→ Directions: Locate every line in the listing below that contains the string "stone", and copy each of those lines.

══ Data for processing

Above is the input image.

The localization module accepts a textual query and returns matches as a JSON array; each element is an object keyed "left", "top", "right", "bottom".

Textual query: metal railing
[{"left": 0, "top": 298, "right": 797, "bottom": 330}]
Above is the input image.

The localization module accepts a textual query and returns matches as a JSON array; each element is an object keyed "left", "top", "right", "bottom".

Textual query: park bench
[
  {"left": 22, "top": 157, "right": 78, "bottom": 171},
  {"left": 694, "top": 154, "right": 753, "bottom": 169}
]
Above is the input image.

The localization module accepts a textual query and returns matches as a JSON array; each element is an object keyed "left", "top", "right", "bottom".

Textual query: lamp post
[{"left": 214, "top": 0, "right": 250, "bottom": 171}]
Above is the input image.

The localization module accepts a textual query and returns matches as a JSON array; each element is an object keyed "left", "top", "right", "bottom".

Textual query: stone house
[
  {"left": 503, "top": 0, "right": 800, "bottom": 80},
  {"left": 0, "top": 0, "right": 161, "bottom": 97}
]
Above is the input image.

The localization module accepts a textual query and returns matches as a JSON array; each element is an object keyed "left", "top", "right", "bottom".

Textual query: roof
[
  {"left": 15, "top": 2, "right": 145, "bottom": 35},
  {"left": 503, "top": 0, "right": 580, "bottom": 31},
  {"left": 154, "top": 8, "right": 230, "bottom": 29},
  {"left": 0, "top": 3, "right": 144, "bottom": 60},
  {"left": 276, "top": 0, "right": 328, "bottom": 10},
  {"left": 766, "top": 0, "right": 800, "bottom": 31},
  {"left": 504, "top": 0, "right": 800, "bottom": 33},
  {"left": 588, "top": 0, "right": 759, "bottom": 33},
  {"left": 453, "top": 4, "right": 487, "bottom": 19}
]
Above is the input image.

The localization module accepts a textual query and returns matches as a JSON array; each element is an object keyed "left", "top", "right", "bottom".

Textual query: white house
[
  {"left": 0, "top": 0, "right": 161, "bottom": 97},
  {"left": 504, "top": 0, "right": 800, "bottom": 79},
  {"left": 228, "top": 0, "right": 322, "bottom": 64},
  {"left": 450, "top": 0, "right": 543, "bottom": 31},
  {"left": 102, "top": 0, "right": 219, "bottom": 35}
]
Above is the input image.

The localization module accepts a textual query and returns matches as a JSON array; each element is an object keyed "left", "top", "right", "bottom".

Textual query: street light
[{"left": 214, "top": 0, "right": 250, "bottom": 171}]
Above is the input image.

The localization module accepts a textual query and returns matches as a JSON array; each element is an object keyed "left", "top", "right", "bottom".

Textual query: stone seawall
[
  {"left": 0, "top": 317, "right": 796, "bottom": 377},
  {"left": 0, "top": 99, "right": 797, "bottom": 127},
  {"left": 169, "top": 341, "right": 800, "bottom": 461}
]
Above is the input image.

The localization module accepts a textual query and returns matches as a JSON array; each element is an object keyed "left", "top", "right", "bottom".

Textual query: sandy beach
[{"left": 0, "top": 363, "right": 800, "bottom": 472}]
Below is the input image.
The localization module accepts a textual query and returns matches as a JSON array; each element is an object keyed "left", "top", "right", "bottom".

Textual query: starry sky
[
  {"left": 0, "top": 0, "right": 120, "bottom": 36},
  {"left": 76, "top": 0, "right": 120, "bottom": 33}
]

════

→ Complete answer:
Textual query: stone house
Textual query: stone seawall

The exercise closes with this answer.